Entries from a pointing dataset

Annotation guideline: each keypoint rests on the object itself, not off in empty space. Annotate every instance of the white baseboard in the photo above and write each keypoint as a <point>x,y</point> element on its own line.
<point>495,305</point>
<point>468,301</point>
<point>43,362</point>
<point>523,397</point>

[Task requirements]: Rewrite the records with "white baseboard" renamed to "white skirting board", leaving everything else unchanged.

[Task response]:
Annotation guideline: each keypoint rests on the object itself, not off in empty space. Annotate every instance of the white skirting board in the photo above and write each keypoint as a <point>x,y</point> element on its own line.
<point>495,305</point>
<point>468,301</point>
<point>43,362</point>
<point>523,397</point>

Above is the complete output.